(EXERCISE AIM) How many lines in the listing below contain the word "every"? Reply with the number alone.

(MATERIAL FOR THE TASK)
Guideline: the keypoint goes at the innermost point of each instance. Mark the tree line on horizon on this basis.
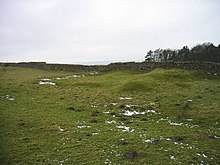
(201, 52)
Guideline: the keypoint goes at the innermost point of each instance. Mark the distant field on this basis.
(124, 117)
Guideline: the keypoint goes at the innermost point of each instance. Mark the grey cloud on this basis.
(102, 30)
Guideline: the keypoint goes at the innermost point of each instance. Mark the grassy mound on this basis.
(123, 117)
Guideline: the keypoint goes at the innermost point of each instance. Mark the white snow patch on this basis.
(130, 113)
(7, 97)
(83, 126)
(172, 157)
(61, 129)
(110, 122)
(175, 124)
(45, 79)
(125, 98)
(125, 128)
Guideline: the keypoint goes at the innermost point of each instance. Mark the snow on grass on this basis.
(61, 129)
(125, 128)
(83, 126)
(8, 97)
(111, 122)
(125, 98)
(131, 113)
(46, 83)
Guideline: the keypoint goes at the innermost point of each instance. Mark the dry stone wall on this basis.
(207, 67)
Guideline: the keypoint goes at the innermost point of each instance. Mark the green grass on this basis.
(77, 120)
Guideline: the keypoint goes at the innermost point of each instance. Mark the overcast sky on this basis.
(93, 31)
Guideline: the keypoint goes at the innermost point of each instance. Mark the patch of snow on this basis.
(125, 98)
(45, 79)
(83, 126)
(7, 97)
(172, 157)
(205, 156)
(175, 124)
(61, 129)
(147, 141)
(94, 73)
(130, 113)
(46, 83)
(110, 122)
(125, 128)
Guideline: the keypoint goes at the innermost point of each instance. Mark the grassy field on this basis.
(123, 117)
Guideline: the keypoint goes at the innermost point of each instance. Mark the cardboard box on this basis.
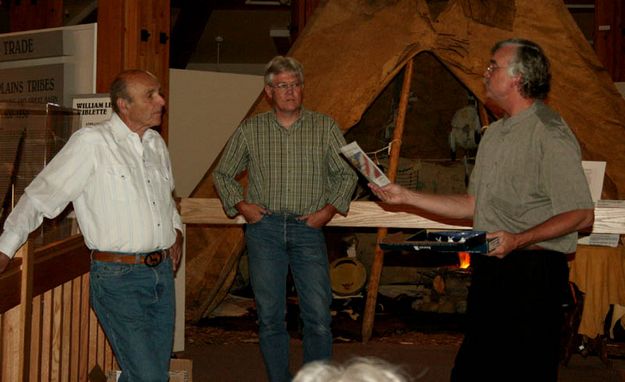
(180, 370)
==
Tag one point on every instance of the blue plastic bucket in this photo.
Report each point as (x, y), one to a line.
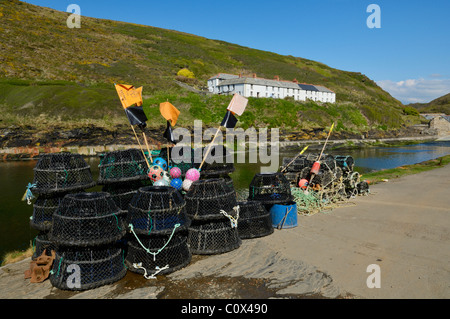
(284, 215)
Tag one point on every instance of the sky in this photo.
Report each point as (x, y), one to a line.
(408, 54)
* * *
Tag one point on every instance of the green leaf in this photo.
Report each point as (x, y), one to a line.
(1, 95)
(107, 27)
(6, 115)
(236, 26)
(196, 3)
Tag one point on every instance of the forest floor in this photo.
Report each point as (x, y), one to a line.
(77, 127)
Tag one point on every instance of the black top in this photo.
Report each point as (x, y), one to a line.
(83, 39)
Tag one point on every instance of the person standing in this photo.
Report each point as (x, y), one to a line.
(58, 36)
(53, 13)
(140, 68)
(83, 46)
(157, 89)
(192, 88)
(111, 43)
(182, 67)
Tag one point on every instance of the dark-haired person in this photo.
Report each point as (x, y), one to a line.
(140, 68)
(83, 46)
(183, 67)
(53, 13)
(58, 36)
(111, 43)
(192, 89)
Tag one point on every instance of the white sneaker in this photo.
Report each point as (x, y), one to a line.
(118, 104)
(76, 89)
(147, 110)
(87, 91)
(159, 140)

(WRITTEN ANSWER) 8